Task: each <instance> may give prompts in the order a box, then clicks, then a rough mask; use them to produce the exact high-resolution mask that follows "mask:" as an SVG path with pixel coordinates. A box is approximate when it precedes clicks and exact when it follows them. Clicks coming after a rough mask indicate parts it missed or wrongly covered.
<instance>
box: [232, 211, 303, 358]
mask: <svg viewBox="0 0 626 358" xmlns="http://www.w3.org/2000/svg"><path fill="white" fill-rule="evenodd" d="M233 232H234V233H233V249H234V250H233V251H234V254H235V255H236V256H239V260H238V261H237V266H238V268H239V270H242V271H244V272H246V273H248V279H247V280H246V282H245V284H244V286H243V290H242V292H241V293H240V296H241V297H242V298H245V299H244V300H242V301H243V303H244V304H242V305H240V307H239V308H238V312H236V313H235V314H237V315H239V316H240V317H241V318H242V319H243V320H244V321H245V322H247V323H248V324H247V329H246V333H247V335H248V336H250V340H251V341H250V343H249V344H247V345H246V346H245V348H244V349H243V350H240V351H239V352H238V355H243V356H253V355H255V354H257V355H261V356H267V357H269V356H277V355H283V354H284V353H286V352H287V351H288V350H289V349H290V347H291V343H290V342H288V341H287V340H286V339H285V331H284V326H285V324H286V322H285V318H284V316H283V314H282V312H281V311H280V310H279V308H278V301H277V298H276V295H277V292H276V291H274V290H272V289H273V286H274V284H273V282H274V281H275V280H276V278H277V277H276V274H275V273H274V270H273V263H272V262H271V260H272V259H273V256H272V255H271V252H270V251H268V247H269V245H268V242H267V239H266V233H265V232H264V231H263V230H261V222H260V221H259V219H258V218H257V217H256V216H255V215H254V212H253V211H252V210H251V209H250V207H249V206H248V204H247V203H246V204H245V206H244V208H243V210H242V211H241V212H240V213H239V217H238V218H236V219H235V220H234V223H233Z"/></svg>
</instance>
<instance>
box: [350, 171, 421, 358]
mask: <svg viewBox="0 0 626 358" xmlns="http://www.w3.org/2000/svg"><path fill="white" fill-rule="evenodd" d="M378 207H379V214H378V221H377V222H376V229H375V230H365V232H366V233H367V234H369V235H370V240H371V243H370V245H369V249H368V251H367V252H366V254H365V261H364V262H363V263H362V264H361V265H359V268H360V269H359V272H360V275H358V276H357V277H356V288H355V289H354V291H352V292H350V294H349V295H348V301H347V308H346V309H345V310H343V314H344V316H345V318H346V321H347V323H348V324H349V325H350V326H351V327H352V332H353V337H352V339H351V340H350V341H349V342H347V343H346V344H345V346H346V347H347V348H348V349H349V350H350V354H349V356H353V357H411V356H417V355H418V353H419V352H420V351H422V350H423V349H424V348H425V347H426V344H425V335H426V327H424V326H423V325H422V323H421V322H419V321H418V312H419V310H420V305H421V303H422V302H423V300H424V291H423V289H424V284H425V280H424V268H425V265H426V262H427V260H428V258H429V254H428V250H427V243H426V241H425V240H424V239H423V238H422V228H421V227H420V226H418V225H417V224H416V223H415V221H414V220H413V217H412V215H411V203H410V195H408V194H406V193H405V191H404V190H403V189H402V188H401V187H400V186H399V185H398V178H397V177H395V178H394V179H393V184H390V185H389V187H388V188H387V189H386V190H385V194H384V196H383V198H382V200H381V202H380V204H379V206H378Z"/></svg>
..............................
**Task objective**
Would you reproduce the whole listing exactly as it stands?

**Worked solution**
Task: each <instance> may give prompts in the order a box, then clicks, then a rough mask; use them to produce the exact high-resolution mask that follows "mask:" as an SVG path with pixel coordinates. A box is approximate when it precedes clicks and exact when it follows them. Clicks coming after a rough mask indicate parts it missed or wrongly covered.
<instance>
box: [232, 211, 303, 358]
mask: <svg viewBox="0 0 626 358" xmlns="http://www.w3.org/2000/svg"><path fill="white" fill-rule="evenodd" d="M233 232H234V233H233V249H234V250H233V251H234V254H235V255H236V256H239V260H238V261H237V266H238V268H239V270H242V271H244V272H246V273H248V279H247V280H246V282H245V284H244V286H243V290H242V292H241V293H240V296H241V297H242V298H245V299H244V300H242V301H243V303H244V304H242V305H240V307H239V308H238V312H236V313H235V314H237V315H239V316H240V317H241V318H242V319H243V320H244V321H245V322H247V323H248V324H247V329H246V333H247V335H248V336H250V340H251V341H250V343H249V344H247V345H246V346H245V348H244V349H243V350H240V351H239V352H238V355H243V356H253V355H255V354H257V355H261V356H267V357H269V356H277V355H283V354H284V353H286V352H287V351H288V350H289V349H290V347H291V343H290V342H288V341H287V340H286V339H285V331H284V326H285V324H286V322H285V318H284V316H283V314H282V312H281V311H280V310H279V308H278V301H277V298H276V295H277V292H276V291H274V290H272V289H273V286H274V284H273V282H274V281H275V280H276V278H277V277H276V274H275V273H274V270H273V263H272V262H271V260H272V259H273V256H272V255H271V252H270V251H268V247H269V245H268V242H267V239H266V233H265V232H264V231H263V230H261V222H260V221H259V219H258V218H257V217H256V216H255V215H254V212H253V211H252V210H251V209H250V207H249V206H248V204H247V203H246V204H245V206H244V208H243V210H242V211H241V212H240V213H239V217H238V218H236V219H235V220H234V223H233Z"/></svg>
</instance>
<instance>
box: [350, 171, 421, 358]
mask: <svg viewBox="0 0 626 358" xmlns="http://www.w3.org/2000/svg"><path fill="white" fill-rule="evenodd" d="M378 207H379V214H378V221H377V222H376V229H375V230H365V232H366V233H367V234H369V235H370V240H371V243H370V245H369V249H368V251H367V252H366V254H365V261H364V262H363V263H362V264H361V265H359V268H360V269H359V272H360V275H358V276H357V277H356V288H355V289H354V291H352V292H350V294H349V295H348V301H347V308H346V309H345V310H343V314H344V316H345V318H346V321H347V323H348V324H349V325H350V326H351V327H352V332H353V337H352V339H351V340H350V341H349V342H347V343H346V344H345V346H346V347H347V348H348V349H349V350H350V354H349V356H353V357H411V356H417V355H418V353H419V352H420V351H422V350H423V349H424V348H425V347H426V344H425V335H426V327H424V326H423V325H422V323H421V322H419V321H418V312H419V310H420V305H421V303H422V302H423V300H424V291H423V289H424V284H425V280H424V268H425V265H426V262H427V260H428V258H429V254H428V250H427V243H426V241H425V240H424V239H423V238H422V228H421V227H420V226H418V225H417V224H416V223H415V221H414V220H413V217H412V215H411V203H410V195H408V194H406V193H405V191H404V190H403V189H402V188H401V187H400V186H399V185H398V178H397V177H395V178H394V179H393V184H390V185H389V187H388V188H387V189H386V190H385V194H384V196H383V198H382V200H381V202H380V204H379V206H378Z"/></svg>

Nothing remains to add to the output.